**WORK INSTRUCTIONS:** Continue the steam turbine patent text below from the point where it stops.

**READING PASSAGE:**
-- Start --

Steam turbine, steam turbine plant and method of operating a steam turbine in a steam turbine plant
Abstract
A steam turbine and steam turbine plant that can utilize a relatively higher reheated steam, such as about 1300 degrees Fahrenheit or higher, is provided. A steam turbine plant includes a steam generator generating high pressure steam and reheated steam, a high pressure turbine driven by the high pressure steam generated by the steam generator, and an intermediate pressure turbine driven by the reheated steam. A steam bleed line coupled with the high pressure turbine bleeds steam from the high pressure turbine as cooling steam. The intermediate pressure turbine includes a heated steam inlet for receiving the reheated steam, and a cooling steam inlet for receiving the cooling steam. The cooling steam cools components of the intermediate pressure turbine that receive the reheated steam. A low pressure turbine is driven by steam discharged from the intermediate pressure turbine, and a condenser condenses steam discharged from the low pressure turbine into water as a condensate. A plurality of feedwater heaters heat the condensate to produce feedwater provided to the steam generator.
Claims
exact text as granted — not AI-modified1. A steam turbine plant, comprising:
a steam generator that produces high pressure steam and reheated steam;
a high pressure turbine coupled with the steam generator and driven by the high pressure steam generated in the steam generator;
a steam bleed line coupled to the high pressure turbine, the steam bleed line bleeds steam from the high pressure turbine as cooling steam;
an intermediate pressure turbine coupled with the steam generator and driven by the reheated steam, the intermediate pressure turbine comprising:
a reheated steam inlet, comprising a nozzle box, for receiving the reheated steam, and
a cooling steam inlet coupled with the steam bleed line to receive the cooling steam, the cooling steam being lower in temperature than the reheated steam at the reheated steam inlet;
a low pressure turbine driven by steam discharged from the intermediate pressure turbine;
a condenser that condenses the steam discharged from the low pressure turbine into a condensate; and
a plurality of feedwater heaters which heat the condensate to form feedwater that is provided to the steam generator.

-- End --

[Dataset excerpts on object pointing]
-- Start --

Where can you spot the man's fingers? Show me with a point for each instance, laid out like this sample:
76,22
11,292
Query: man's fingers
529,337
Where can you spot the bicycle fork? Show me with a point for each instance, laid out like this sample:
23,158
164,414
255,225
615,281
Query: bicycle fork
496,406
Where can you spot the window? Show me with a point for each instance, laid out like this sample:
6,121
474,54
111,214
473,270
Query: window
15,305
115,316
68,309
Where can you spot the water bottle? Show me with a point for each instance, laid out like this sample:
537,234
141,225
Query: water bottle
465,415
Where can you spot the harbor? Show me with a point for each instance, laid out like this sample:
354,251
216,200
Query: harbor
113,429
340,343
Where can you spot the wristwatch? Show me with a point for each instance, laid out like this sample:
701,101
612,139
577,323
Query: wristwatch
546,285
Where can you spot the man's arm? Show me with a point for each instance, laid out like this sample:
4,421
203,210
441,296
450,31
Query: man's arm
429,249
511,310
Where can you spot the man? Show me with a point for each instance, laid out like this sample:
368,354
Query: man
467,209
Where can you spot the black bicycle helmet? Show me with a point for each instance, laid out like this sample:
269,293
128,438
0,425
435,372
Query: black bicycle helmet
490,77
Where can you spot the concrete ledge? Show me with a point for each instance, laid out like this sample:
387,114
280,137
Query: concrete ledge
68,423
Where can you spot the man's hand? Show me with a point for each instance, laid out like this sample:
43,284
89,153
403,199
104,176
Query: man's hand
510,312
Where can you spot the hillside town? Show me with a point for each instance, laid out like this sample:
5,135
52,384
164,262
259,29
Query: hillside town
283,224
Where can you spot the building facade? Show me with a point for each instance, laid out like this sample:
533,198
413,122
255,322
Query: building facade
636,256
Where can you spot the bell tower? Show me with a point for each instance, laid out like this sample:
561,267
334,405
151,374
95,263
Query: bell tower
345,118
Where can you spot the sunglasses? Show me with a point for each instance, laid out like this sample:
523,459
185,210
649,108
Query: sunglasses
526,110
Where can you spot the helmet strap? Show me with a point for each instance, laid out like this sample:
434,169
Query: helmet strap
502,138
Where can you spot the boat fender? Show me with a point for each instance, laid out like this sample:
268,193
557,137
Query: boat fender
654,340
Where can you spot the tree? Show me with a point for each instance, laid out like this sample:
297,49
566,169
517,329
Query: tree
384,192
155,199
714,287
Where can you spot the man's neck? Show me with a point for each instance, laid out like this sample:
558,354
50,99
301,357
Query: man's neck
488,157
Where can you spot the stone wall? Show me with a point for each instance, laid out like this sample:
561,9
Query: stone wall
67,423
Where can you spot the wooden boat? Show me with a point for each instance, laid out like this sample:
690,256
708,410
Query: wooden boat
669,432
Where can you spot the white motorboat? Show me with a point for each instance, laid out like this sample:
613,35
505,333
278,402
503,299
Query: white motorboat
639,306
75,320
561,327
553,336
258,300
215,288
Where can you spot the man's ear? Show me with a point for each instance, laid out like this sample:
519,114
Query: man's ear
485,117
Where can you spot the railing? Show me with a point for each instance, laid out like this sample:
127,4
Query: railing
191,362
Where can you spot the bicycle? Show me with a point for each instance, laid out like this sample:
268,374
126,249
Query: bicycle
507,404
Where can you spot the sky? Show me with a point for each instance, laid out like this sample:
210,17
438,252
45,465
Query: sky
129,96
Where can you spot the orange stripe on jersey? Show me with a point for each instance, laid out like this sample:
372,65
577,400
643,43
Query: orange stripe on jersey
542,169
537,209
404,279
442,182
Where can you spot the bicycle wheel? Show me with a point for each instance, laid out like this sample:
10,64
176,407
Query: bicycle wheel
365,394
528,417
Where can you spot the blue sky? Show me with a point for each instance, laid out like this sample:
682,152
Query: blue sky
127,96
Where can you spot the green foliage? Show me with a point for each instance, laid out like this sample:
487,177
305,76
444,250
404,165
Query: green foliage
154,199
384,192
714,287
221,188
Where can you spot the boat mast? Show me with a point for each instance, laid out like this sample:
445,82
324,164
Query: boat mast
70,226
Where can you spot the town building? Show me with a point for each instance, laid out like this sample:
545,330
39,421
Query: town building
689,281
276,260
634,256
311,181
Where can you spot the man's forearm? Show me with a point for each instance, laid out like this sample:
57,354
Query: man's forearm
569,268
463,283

-- End --

**EXPECTED ANSWER:**
2. A steam turbine plant according to claim 1 , wherein the intermediate pressure turbine includes a plurality of turbine stages, and
wherein the cooling steam passes through the first of the plurality of turbine stages to cool at least a portion of the first turbine stage.
3. A steam turbine plant according to claim 1 , wherein the cooling steam is at least 200 degrees cooler than the reheated steam.
4. A steam turbine plant according to claim 1 , further comprising a desuperheater coupled to a last stage of the feedwater heaters.
5. A steam turbine, comprising:
a casing;
a rotor rotatably installed in the casing;
a plurality of turbine stages disposed in the turbine, at least one of the turbine stages including a turbine nozzle and including a moving blade that is fixed to the rotor;
a steam pass including the at least one turbine stage;
a reheated steam inlet, comprising a nozzle box, wherein the reheated steam inlet is coupled with the steam pass, for providing a reheated steam into the turbine; and
a cooling steam inlet that introduces cooling steam to a space between the rotor and the casing,
wherein a pressure of the cooling steam is greater than a pressure of the reheated steam.
6. A steam turbine according to claim 5 , further comprising:
a steam supply tube communicatively coupled to the reheated steam inlet, the steam supply tube including an inner tube and an outer tube;
wherein the inner tube and the outer tube are coaxially disposed, forming a coaxial space therebetween, and
wherein the cooling steam flows in the coaxial space between the inner tube and the outer tube.
7. A steam turbine according to claim 6 ,
wherein the casing includes an outer casing and an inner casing, and
wherein the cooling steam from the cooling steam inlet is introduced to a first space between the rotor and the inner casing, and is introduced to a second space between the inner casing and outer casing.
8. A steam turbine according to claim 6 , further comprising:
a seal provided between the steam supply tube and the casing, wherein the seal reduces an amount of the cooling steam passing between the steam supply tube and the casing.
9. A steam turbine according to claim 8 , wherein the seal comprises a plurality of rings disposed around the steam supply tube, the rings being of at least two different diameters, wherein the seal reduces an amount of the cooling steam passing between the steam supply tube and the casing.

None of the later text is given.